Cuenta que él y sus compañeros vuelven del lugar del crimen custodiados porque es bastante frecuente que los sicarios  les den el alto, les digan “malas palabras“ y exijan ver los cadáveres para comprobar que han cumplido el encargo o simplemente se los roban: “Vamos desarmados  y no voy a pelear por lo que no es mío”.  Otras veces son las propias familias de las víctimas quienes les amenazan. Como les ocurrió el pasado febrero cuando 44 presos murieron en el  penal de Apodaca durante una pelea entre el cartel de los Zetas y sus rivales. “La gente sobrepasó el cordón policial y nos rompieron los vidrios del camión porque querían ver a sus muertos. Si llegan a abrir la puerta trasera se llevan a los 12 cadáveres chorreando sangre que llevábamos”.
-*-
• _SOBRE LA TAREA_
Reproduce íntegro y sin ningún cambio el texto para leer de arriba.

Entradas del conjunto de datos
-*-
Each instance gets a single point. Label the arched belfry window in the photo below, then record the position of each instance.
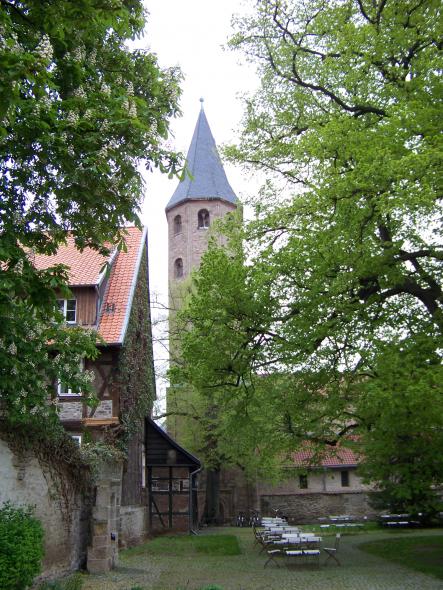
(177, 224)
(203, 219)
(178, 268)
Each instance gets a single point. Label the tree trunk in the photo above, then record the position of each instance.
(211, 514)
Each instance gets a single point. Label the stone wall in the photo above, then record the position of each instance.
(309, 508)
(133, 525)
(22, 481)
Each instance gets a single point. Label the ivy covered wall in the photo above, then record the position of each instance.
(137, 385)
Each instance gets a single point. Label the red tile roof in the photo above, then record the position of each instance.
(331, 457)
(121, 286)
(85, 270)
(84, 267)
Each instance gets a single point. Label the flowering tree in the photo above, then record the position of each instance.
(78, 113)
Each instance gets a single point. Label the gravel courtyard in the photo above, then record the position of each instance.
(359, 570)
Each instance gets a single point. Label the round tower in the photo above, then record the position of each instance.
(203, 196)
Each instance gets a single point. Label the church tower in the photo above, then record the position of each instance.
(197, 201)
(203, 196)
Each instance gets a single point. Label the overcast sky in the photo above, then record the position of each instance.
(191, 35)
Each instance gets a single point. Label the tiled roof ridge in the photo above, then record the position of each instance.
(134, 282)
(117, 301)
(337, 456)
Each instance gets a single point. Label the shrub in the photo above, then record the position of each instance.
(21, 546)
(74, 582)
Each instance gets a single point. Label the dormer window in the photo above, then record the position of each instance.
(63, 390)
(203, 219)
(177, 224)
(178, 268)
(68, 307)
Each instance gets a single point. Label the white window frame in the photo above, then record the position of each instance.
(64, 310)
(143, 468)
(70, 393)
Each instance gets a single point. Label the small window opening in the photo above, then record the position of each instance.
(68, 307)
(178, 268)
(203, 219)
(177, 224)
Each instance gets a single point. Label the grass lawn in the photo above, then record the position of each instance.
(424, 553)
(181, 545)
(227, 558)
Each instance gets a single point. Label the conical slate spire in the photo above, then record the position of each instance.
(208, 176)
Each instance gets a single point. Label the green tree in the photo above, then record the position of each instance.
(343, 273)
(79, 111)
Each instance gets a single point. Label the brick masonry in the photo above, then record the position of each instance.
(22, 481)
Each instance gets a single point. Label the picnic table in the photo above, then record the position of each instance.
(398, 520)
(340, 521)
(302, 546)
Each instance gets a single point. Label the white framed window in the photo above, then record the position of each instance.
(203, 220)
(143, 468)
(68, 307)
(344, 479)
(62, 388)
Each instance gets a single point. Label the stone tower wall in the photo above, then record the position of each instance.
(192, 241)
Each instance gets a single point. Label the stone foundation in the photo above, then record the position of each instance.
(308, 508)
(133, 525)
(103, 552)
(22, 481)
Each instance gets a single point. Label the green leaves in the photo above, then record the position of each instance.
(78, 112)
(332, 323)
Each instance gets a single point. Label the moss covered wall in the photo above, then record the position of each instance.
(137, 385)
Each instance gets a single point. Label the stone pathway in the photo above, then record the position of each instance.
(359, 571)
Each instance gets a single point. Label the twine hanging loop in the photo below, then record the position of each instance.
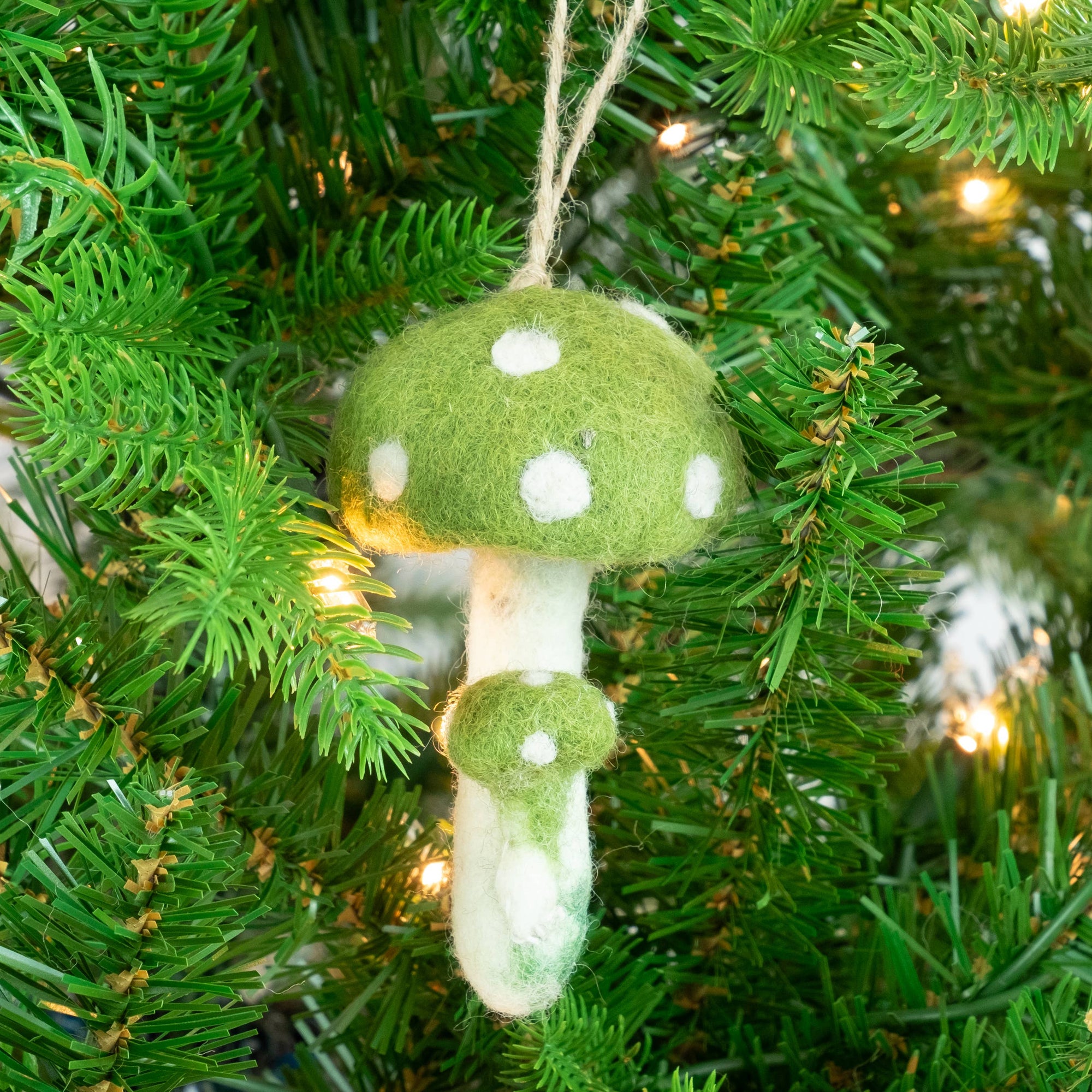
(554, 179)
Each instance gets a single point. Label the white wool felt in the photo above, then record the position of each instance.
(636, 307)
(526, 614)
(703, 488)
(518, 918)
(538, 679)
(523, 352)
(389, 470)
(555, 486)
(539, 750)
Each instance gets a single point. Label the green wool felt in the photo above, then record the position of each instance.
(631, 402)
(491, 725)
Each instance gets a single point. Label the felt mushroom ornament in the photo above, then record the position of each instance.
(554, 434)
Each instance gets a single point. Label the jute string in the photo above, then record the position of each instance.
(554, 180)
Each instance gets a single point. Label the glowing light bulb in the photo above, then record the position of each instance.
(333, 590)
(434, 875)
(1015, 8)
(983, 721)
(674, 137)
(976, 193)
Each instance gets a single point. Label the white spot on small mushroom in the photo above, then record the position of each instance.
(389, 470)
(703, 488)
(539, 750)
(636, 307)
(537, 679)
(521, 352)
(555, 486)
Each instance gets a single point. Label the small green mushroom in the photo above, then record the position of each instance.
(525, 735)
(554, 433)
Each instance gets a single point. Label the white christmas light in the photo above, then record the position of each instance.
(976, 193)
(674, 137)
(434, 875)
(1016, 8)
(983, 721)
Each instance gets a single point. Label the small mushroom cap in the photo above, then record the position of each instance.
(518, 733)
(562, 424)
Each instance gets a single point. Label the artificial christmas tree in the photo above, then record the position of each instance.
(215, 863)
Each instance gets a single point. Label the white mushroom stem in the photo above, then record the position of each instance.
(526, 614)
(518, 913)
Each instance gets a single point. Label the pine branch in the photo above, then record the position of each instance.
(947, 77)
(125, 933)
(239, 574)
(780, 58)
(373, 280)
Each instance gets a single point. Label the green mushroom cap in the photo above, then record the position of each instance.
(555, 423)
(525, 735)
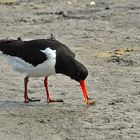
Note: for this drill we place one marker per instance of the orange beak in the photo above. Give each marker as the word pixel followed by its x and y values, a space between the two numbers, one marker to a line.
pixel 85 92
-*-
• _RESPUESTA ESCRITA_
Cuenta que él y sus compañeros vuelven del lugar del crimen custodiados porque es bastante frecuente que los sicarios  les den el alto, les digan “malas palabras“ y exijan ver los cadáveres para comprobar que han cumplido el encargo o simplemente se los roban: “Vamos desarmados  y no voy a pelear por lo que no es mío”.  Otras veces son las propias familias de las víctimas quienes les amenazan. Como les ocurrió el pasado febrero cuando 44 presos murieron en el  penal de Apodaca durante una pelea entre el cartel de los Zetas y sus rivales. “La gente sobrepasó el cordón policial y nos rompieron los vidrios del camión porque querían ver a sus muertos. Si llegan a abrir la puerta trasera se llevan a los 12 cadáveres chorreando sangre que llevábamos”.